YOUR TASK:
Set down each entry as it stands. Skip the pictures.

==========

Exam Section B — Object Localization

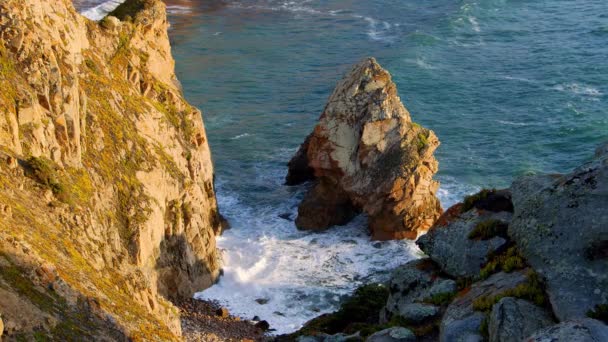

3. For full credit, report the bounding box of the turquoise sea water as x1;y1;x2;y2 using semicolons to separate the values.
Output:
78;0;608;333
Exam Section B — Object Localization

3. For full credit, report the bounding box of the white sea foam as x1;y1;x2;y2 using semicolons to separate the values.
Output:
166;5;192;15
553;83;602;97
497;120;530;127
80;0;125;21
231;133;251;140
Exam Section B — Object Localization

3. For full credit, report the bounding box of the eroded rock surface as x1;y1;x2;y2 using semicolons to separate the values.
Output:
287;58;442;240
489;297;554;342
0;0;220;339
525;319;608;342
509;144;608;321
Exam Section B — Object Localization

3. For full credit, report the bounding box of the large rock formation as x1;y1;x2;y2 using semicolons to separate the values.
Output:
509;143;608;321
0;0;221;339
287;58;442;240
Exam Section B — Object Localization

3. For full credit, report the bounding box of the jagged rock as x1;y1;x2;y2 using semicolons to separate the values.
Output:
488;297;554;342
381;258;456;323
417;209;511;278
367;327;416;342
0;0;221;339
509;143;608;321
287;58;442;240
525;319;608;342
441;271;528;342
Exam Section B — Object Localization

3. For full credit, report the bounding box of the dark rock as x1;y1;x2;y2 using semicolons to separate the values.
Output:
255;298;269;305
488;297;554;342
441;270;528;342
367;327;416;342
525;318;608;342
508;144;608;321
286;134;315;186
252;315;261;321
417;210;511;278
216;307;229;318
381;258;456;323
254;320;270;331
295;180;358;231
278;213;293;221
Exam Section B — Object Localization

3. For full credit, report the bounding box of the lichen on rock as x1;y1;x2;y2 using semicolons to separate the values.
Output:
287;58;442;240
0;0;221;339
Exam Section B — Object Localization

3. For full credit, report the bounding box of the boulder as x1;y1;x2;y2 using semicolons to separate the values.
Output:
381;258;456;323
524;319;608;342
489;297;554;342
287;58;442;240
367;327;416;342
440;271;528;342
417;208;511;278
508;143;608;320
215;307;229;318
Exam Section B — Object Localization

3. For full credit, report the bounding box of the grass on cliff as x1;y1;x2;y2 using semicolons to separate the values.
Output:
461;189;496;213
468;219;508;240
472;270;547;311
288;284;389;337
479;245;526;280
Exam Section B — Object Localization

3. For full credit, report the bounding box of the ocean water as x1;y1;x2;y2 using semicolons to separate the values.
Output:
76;0;608;334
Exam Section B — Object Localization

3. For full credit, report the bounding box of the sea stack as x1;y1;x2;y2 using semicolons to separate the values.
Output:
286;58;442;240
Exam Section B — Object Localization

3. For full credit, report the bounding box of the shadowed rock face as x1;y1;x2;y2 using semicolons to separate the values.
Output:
287;58;442;240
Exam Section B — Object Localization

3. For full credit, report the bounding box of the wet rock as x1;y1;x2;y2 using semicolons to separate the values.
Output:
216;307;229;318
288;58;442;239
367;327;416;342
417;209;511;278
381;258;456;323
278;213;293;221
255;298;269;305
254;320;270;331
525;318;608;342
509;143;608;320
441;270;528;342
488;297;554;342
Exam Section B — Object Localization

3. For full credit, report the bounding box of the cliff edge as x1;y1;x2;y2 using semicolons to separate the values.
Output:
0;0;221;340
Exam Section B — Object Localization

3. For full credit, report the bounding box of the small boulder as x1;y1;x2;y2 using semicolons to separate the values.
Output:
255;320;270;331
525;318;608;342
381;258;456;323
367;327;416;342
417;208;511;278
489;297;554;342
215;307;229;318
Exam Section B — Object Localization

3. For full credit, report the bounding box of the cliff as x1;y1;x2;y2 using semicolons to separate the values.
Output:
0;0;221;340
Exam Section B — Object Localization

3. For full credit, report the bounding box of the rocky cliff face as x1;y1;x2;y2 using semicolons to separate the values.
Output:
287;58;442;240
0;0;221;339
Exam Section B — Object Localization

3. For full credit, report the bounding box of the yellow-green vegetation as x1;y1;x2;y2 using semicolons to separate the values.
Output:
423;291;456;306
0;252;100;340
25;157;66;197
468;219;508;240
472;270;547;311
479;245;526;280
587;304;608;324
479;316;489;338
417;131;430;152
461;188;496;213
290;284;389;337
0;44;19;107
0;185;178;341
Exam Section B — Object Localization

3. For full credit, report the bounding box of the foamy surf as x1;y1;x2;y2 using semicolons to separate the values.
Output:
80;0;125;21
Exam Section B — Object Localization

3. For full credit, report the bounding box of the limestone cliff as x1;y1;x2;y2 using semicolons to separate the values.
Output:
287;58;443;240
0;0;221;340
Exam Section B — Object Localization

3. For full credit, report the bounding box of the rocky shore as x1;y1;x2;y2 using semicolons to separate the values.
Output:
285;140;608;341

==========

OUTPUT OF THE EXERCISE:
Exam Section B — Object Localization


3. For full credit, report the bounding box of the turquoise sea water as x1;y1;x2;y2 using semicolons to separate the values.
Output:
78;0;608;333
Exam Section B — Object Localization

3. For full credit, report the bounding box of the white sea foam as x1;y1;x2;y2 using semicolons to separate the values.
Output:
166;5;192;15
553;83;602;97
497;120;530;127
80;0;125;21
231;133;251;140
Exam Section B — Object Localization

3. For full credit, report the bounding box of the eroded rock surface as x1;y1;x2;y2 using semicolons to separate the values.
Output:
287;58;442;240
489;297;554;342
0;0;220;339
525;319;608;342
509;144;608;321
Exam Section B — Object Localization

3. For full credit, report the bounding box of the large rock formation as x1;y1;x2;y2 using semicolons to separate the values.
Output:
509;143;608;321
0;0;221;339
287;58;442;240
Exam Section B — Object Localization

3. For full credit, report the bounding box of the jagged rock as x1;y1;x2;y2 using semicolons to separate the values.
Output:
488;297;554;342
381;258;456;323
417;209;511;278
367;327;416;342
0;0;221;339
509;143;608;321
287;58;442;240
525;319;608;342
441;271;528;342
Exam Section B — Object Localization

3. For full credit, report the bounding box of the dark rock as x1;y1;x2;y2 using semicolons to separate the values.
Output:
255;298;269;305
488;297;554;342
441;270;528;342
367;327;416;342
525;318;608;342
508;144;608;321
286;134;315;186
252;315;261;321
417;210;511;278
216;307;229;318
381;258;456;323
254;320;270;331
295;180;358;231
278;213;293;221
Exam Section B — Object Localization

3. For full credit, report the bounding box of the lichen on rock as x1;y1;x2;y2 using semicolons to separate the values.
Output:
287;58;442;240
0;0;221;339
Exam Section B — Object Localization

3. For full credit, report the bounding box of the boulder as x1;y1;x2;y2 using semicolons to separate the values.
Output:
381;258;456;323
524;319;608;342
489;297;554;342
287;58;442;240
367;327;416;342
440;271;528;342
417;208;511;278
508;143;608;320
215;307;229;318
Exam Section B — Object Localization

3. For full credit, report the bounding box of the grass on cliff as x1;y1;x2;y2 using semicolons to separate the values.
Output:
461;189;496;213
468;219;508;240
472;270;547;311
288;284;389;337
479;245;526;280
Exam Section B — Object Localization

3. For full credit, report the bounding box of the ocean water as x1;y1;x2;y2 using semicolons to separate the values.
Output:
76;0;608;334
Exam Section B — Object Localization

3. For full credit, report the bounding box of the sea stack as x1;y1;x2;y2 using semicolons to separate the values.
Output:
286;58;442;240
Exam Section B — Object Localization

3. For full credit, report the bounding box of the shadowed rock face as x1;y1;x2;y2 using semicolons to separate the values.
Output:
287;58;442;240
Exam Section B — Object Localization

3. For full credit, report the bounding box of the wet rock as x1;y1;x2;y2 using semicolons to separate the values.
Output:
216;307;229;318
288;58;442;239
367;327;416;342
417;209;511;278
381;258;456;323
278;213;293;221
255;298;269;305
254;320;270;331
525;318;608;342
509;143;608;320
441;270;528;342
488;297;554;342
Exam Section B — Object Localization

3. For full credit, report the bounding box of the cliff edge as x1;y1;x2;y2 using semicolons to separate the values.
Output:
0;0;221;340
Exam Section B — Object Localization

3. For full credit, report the bounding box of the small boulder as x1;y1;x2;y2 using semicolons to separate the values.
Output:
255;320;270;331
525;318;608;342
381;258;456;323
367;327;416;342
417;208;511;278
489;297;554;342
215;307;229;318
Exam Section B — Object Localization

3. For full credit, report the bounding box of the cliff as x1;y1;x2;y2 using semicolons to separate the values.
Output:
0;0;221;340
Exam Section B — Object Localization

3. For full credit, report the bounding box of the rocky cliff face as x1;y1;x2;y2 using semicolons to separate the values.
Output:
287;58;442;240
0;0;221;339
Exam Section B — Object Localization

3. For full credit, report the bounding box of the yellow-green vegetation as x1;y1;x2;y2 using semicolons to separate the values.
Output:
423;291;456;306
0;252;100;340
25;157;66;197
468;219;508;240
472;270;547;311
479;245;526;280
587;304;608;324
479;316;489;338
417;131;430;152
461;188;496;213
290;284;389;337
0;44;19;107
0;185;178;341
Exam Section B — Object Localization

3. For full credit, report the bounding box of the foamy surf as x1;y1;x2;y2 using semicolons to separate the values.
Output:
80;0;125;21
Exam Section B — Object Localization

3. For full credit, report the bounding box of the limestone cliff as x1;y1;x2;y2 using semicolons to separate the values.
Output:
287;58;443;240
0;0;221;340
Exam Section B — Object Localization

3. For full credit, report the bounding box of the rocky shore as x1;y1;x2;y2 using semicolons to separate the values.
Output:
285;140;608;341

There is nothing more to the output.